- _About this task_: A stretch of the entries below is to be set down exactly, running from the line with "sky as [x1, y1, x2, y2]." through the line with "eye as [x1, y1, x2, y2].", both included, and no other line.
BEGIN Exercise input
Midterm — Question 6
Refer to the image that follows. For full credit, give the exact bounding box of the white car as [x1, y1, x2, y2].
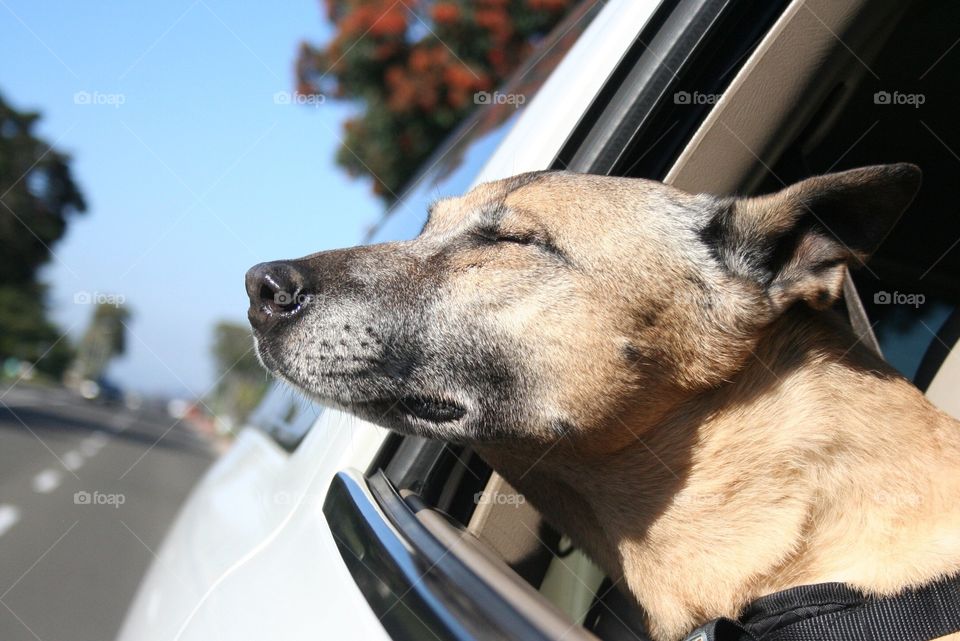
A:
[119, 0, 960, 638]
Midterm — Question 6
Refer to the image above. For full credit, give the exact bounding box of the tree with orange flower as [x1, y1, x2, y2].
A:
[296, 0, 576, 202]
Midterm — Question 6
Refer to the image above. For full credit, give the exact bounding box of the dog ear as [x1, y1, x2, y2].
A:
[708, 164, 921, 312]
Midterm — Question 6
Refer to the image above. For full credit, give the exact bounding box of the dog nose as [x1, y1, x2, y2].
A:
[245, 261, 310, 330]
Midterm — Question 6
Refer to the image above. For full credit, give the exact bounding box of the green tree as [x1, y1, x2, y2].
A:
[208, 322, 268, 427]
[0, 284, 73, 377]
[296, 0, 577, 202]
[0, 93, 86, 285]
[67, 303, 131, 382]
[0, 92, 86, 378]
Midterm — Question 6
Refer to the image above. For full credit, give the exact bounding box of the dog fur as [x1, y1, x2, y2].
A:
[247, 164, 960, 641]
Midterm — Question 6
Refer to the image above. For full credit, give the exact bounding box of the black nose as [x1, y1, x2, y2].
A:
[245, 261, 311, 331]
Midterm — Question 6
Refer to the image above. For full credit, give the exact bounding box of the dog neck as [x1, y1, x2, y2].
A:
[475, 308, 960, 641]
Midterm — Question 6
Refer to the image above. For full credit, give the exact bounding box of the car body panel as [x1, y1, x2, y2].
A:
[117, 415, 392, 641]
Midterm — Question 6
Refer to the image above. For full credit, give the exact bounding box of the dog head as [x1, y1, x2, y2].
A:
[246, 165, 920, 443]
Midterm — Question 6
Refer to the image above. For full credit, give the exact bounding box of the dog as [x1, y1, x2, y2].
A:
[246, 164, 960, 641]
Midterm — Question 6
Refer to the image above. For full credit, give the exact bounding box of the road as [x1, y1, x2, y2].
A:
[0, 383, 216, 641]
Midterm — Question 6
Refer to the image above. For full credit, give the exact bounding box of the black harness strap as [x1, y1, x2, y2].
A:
[685, 572, 960, 641]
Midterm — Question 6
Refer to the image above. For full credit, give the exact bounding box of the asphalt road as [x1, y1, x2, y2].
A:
[0, 383, 216, 641]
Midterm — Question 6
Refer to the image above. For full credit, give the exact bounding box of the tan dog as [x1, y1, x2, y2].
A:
[246, 164, 960, 641]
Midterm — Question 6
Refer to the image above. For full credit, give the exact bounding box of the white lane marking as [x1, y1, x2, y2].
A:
[63, 450, 84, 471]
[0, 504, 20, 537]
[80, 431, 109, 456]
[111, 414, 135, 433]
[32, 469, 62, 494]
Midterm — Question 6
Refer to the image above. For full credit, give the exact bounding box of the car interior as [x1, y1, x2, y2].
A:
[323, 0, 960, 639]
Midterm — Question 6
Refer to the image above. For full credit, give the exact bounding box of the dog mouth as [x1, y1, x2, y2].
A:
[397, 395, 466, 423]
[352, 394, 466, 425]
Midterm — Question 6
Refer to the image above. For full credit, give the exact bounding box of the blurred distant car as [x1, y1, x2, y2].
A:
[119, 1, 960, 640]
[2, 357, 34, 380]
[78, 376, 123, 405]
[95, 377, 123, 404]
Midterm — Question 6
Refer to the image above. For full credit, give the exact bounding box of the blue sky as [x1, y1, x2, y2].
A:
[0, 0, 384, 396]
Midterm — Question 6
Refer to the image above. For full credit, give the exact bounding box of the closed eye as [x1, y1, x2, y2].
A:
[472, 226, 571, 264]
[475, 228, 537, 246]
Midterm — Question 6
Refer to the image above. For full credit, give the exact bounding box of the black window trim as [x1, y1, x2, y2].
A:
[558, 0, 789, 178]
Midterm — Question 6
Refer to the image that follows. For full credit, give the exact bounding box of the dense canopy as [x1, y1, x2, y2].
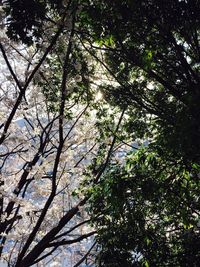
END Exercise input
- _Solution for this problem_:
Refer to the image above. For full credit, give the exact bounding box of the blue sky as [x1, y1, x2, y2].
A:
[0, 0, 384, 396]
Midterm — Question 6
Refer to the image above. For full credit, give the exact bounding box of the closed eye as [x1, y1, x2, y2].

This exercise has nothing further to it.